▶ **WORK TO DO**
Copy every line of the listing exactly.

▶ **WORKING DATA**
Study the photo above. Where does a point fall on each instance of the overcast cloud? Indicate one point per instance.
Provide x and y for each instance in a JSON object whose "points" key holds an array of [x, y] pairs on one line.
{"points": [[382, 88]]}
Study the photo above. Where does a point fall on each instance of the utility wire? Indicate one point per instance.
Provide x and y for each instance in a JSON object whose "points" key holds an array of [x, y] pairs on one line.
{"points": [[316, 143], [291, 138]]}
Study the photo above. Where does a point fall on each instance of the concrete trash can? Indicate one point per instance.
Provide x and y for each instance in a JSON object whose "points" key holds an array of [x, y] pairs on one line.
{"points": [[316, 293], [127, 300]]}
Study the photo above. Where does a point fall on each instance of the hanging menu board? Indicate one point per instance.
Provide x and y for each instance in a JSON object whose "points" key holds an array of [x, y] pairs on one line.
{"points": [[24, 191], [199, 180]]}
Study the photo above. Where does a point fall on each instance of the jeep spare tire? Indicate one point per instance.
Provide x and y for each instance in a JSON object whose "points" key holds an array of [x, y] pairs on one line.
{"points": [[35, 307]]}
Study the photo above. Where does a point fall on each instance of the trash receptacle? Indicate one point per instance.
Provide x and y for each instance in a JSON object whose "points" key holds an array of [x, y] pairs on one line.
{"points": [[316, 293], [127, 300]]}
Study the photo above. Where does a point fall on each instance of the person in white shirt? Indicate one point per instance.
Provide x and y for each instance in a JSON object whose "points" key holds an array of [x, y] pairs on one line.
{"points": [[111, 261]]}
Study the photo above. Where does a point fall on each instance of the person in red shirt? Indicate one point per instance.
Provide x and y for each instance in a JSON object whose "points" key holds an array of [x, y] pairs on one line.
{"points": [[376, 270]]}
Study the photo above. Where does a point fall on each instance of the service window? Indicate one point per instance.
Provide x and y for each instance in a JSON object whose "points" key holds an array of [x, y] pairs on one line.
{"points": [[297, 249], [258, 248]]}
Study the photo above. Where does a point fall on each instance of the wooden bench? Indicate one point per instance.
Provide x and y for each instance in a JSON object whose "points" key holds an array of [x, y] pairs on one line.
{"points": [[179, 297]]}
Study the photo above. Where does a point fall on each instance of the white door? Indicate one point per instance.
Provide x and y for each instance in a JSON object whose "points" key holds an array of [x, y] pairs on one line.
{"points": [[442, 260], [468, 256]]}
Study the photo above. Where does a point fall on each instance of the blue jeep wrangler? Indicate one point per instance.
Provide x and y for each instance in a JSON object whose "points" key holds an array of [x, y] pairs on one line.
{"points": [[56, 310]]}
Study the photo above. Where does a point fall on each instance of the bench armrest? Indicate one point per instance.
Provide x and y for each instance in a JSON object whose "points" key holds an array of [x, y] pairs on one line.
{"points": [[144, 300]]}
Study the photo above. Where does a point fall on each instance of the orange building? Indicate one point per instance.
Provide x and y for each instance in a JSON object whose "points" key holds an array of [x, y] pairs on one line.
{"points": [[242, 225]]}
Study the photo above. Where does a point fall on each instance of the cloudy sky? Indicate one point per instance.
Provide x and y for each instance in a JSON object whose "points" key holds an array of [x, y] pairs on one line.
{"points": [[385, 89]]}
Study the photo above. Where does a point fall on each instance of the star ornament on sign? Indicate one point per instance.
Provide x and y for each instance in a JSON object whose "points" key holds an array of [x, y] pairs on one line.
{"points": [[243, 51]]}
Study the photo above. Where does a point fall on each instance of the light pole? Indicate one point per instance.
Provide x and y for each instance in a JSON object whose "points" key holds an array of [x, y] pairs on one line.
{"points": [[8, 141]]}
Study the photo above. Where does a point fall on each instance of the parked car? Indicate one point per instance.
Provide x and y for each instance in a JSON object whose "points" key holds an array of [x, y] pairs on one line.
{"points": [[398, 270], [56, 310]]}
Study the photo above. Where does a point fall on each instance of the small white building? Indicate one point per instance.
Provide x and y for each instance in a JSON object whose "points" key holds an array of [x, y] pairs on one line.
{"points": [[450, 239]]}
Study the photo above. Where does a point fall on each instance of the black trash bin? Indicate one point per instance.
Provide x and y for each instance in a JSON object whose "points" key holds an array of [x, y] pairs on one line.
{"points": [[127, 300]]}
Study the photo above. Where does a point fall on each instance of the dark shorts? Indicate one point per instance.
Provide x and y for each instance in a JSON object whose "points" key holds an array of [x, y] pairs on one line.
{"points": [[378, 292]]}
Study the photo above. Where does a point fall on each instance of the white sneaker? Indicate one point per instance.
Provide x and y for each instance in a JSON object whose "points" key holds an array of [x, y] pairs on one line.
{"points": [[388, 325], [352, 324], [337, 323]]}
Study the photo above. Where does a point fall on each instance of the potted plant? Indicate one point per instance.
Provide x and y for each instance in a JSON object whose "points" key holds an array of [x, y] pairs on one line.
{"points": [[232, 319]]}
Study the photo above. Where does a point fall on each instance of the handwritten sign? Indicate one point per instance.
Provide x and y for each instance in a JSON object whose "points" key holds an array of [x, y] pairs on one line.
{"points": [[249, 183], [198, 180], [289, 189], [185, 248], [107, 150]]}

▶ **ANSWER TO THIS PROBLEM**
Study the photo above. Where does a point fall on each instance of the overcast cloud? Indicate one point per instance.
Provide x and y for each instance in a JSON object whose "points" key holds an array of [x, y] pairs on one line.
{"points": [[382, 88]]}
Study the photo above. Where does a point fall on each instance of the utility wire? Indicate one point per instance.
Provide x and y for each instance in a JSON object whose "points" key holds an array of [x, y] pairs on one line.
{"points": [[316, 143], [291, 138]]}
Study the photo above. Where does a point fall on each instance of the concrete trash can? Indicate one point per instance.
Provide x and y for each instance in a JSON object whose "points" key holds an array of [x, y] pairs on one line.
{"points": [[316, 293], [127, 300]]}
Study the photo above. Where does a point fall on each instance of the hanging menu board? Indicate one point per instance.
Provide x and y for each instance in a JSON object whose "points" key holds an array of [x, y] pairs on one line.
{"points": [[24, 191], [199, 180]]}
Study the photo above. Where does a point fall on each instance of the jeep spare tire? Indicate one point per instance.
Provide x and y for each instance in a JSON object whose "points" key holds an array of [x, y] pairs on one line.
{"points": [[35, 307]]}
Study the photo above. Where does a point fall on each instance of the trash receptacle? Indicate one point per instance.
Provide x and y for each instance in a JSON object whose "points" key holds an array of [x, y] pairs on one line.
{"points": [[316, 293], [127, 300]]}
Study the photo above. Where does a point fall on each instance of the person in white shirt? Indicate one point per instance.
Provide x and y for each instance in a JSON object whose "points" key holds an array of [x, y] pairs on one line.
{"points": [[111, 261]]}
Study the photo above. Where does a point fall on each instance of the person in red shirt? Indicate one point per instance.
Provide x and y for each instance in a JSON object whose "points" key holds an array of [x, y] pairs on one line.
{"points": [[376, 270]]}
Study the photo above. Where does a point fall on each instance of the service window? Indicate one point per instance.
Provide x and y for each instance in a JSON object whose "points" key holds an array of [x, y] pairs on one line.
{"points": [[297, 249], [258, 248]]}
Study the photo above. Where does a point fall on each instance of the wooden bench? Indicate one point per instance.
Provide x and y for each instance in a JSON object whose "points" key holds an array of [x, y] pairs on one line.
{"points": [[179, 297]]}
Study the photo above. Where does a point fall on each instance of the white door? Indicate one point per instance.
Provide x and y for each instance in a JSON object whose "points" key holds an array of [x, y] pairs on one line.
{"points": [[442, 260], [468, 256]]}
Study the photo above. Where does a point fall on each instance of the blue jeep wrangler? Indicate one point per instance.
Provide x and y for each instance in a JSON object whose "points" key holds an array of [x, y] pairs on one line.
{"points": [[56, 310]]}
Study the photo above. Where does a point fall on each instance of the bench armrest? Indicate one point per instance.
Provide x and y for each instance in a JSON object whose "points" key holds an array of [x, y] pairs on one line.
{"points": [[144, 300]]}
Study the photo above. Where does a point fall on each instance of the orange building? Indicate one point per instance.
Provide x and y for each instance in a JSON object whose "points" key holds an array of [x, y] pairs on one line.
{"points": [[242, 225]]}
Study the photo above. Where does a point fall on each instance of the cloudy sky? Indicate one point per instance.
Provide x and y for each instance in a JSON object whose "points" key holds an array of [x, y] pairs on one line.
{"points": [[385, 89]]}
Study the photo above. Where does a point fall on each instance of the star ornament on sign? Indicate one point per instance.
Provide x and y for each instance in a JSON object whose "points" key holds an array of [x, y] pairs on one line.
{"points": [[243, 51]]}
Study the photo above. Where does a point fall on each instance of the light pole? Indicate one point per instance.
Provide x and y for each instance in a JSON object whose "points" key holds an array of [x, y] pairs on one line.
{"points": [[8, 141]]}
Study the photo above. Where does a point fall on each instance of the parked car? Indicate one point per instance.
Provide x and y for each instance in a JSON object whose "points" key holds an array of [x, y] pairs on one line.
{"points": [[398, 270], [56, 310]]}
Study the photo above. Where does a point fall on each instance of the small white building? Indicate one point per instance.
Provide x and y for each instance in a JSON object whose "points" key holds an array of [x, y] pairs on one line.
{"points": [[450, 239]]}
Study the photo above. Where does a point fall on each instance of the black trash bin? Indicate one point per instance.
Provide x and y for each instance in a JSON object whose "points" key holds an array of [x, y] pairs on one line.
{"points": [[127, 300]]}
Study the photo above. Where does a point fall on each instance of the dark shorts? Indicate one point per instance.
Provide x and y for each instance in a JSON object whose "points" key holds an array of [x, y] pairs on one line.
{"points": [[378, 292]]}
Study the photo above. Where does a point fall on each instance of the white sneaker? Indicate one point per instance.
Provide x and y for each instance in a JSON object whose "points" key holds an array of [x, y] pairs on one line.
{"points": [[388, 325], [352, 324], [337, 323]]}
Study the photo above. Where does a point fall on each instance of the potted plant? Indicate one point per instance.
Provide x and y for each instance in a JSON object whose "points" key holds an array of [x, y] pairs on one line.
{"points": [[232, 319]]}
Study the photo above. Where does a point fall on each instance of the handwritten sign? Indicate one point per instance.
Provide x and y for each instance in a JSON object whose "points" key holds an array of [x, y] pairs on one line.
{"points": [[249, 183], [198, 180], [289, 189], [185, 248], [107, 150]]}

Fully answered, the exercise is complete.